→ **Your assignment**
Scan the records below for the line with "positive clicks: (446, 120)" and the line with "positive clicks: (548, 206)". Repeat those two lines and every line between them exactly, and nothing else.

→ **Saved data entries**

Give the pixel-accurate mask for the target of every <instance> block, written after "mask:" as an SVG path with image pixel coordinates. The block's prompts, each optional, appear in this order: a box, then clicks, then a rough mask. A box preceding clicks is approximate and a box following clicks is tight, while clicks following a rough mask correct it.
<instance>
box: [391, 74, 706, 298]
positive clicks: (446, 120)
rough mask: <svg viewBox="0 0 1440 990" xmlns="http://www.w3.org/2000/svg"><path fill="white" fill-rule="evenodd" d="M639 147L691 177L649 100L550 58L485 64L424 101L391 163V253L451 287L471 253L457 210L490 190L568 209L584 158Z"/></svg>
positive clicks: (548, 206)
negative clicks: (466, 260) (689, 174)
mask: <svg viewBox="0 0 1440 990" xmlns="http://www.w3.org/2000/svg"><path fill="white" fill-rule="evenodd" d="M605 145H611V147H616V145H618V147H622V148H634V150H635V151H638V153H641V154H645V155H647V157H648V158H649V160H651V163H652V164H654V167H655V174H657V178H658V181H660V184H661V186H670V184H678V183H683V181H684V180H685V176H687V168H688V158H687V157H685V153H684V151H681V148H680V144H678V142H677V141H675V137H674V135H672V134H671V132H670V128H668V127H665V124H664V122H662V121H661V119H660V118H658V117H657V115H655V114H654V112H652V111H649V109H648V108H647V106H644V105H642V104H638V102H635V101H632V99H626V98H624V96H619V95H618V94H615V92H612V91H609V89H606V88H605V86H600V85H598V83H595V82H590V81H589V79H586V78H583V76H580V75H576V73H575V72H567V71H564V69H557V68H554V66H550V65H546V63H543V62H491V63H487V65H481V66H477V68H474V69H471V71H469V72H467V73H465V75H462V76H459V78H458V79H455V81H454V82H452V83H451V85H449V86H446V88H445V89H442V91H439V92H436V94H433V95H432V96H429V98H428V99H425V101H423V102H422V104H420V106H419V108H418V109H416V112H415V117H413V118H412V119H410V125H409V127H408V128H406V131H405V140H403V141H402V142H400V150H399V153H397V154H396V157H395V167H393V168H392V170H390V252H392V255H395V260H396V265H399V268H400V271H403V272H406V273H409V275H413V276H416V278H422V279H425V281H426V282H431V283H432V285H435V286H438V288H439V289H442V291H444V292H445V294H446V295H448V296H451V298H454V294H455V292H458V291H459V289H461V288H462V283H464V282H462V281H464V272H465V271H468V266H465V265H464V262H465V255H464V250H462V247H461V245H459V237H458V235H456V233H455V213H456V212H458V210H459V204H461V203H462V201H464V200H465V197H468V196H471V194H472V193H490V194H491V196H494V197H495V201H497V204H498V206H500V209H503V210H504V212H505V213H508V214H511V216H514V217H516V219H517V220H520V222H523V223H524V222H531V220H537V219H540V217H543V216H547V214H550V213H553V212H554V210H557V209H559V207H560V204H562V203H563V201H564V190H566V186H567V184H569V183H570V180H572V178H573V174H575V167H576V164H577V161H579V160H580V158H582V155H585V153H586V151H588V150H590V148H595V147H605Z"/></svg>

→ **Your response**
positive clicks: (446, 120)
rough mask: <svg viewBox="0 0 1440 990" xmlns="http://www.w3.org/2000/svg"><path fill="white" fill-rule="evenodd" d="M639 147L691 177L649 100L550 58L485 64L424 101L391 163V253L451 287L471 253L457 210L490 190L568 209L584 158Z"/></svg>
positive clicks: (548, 206)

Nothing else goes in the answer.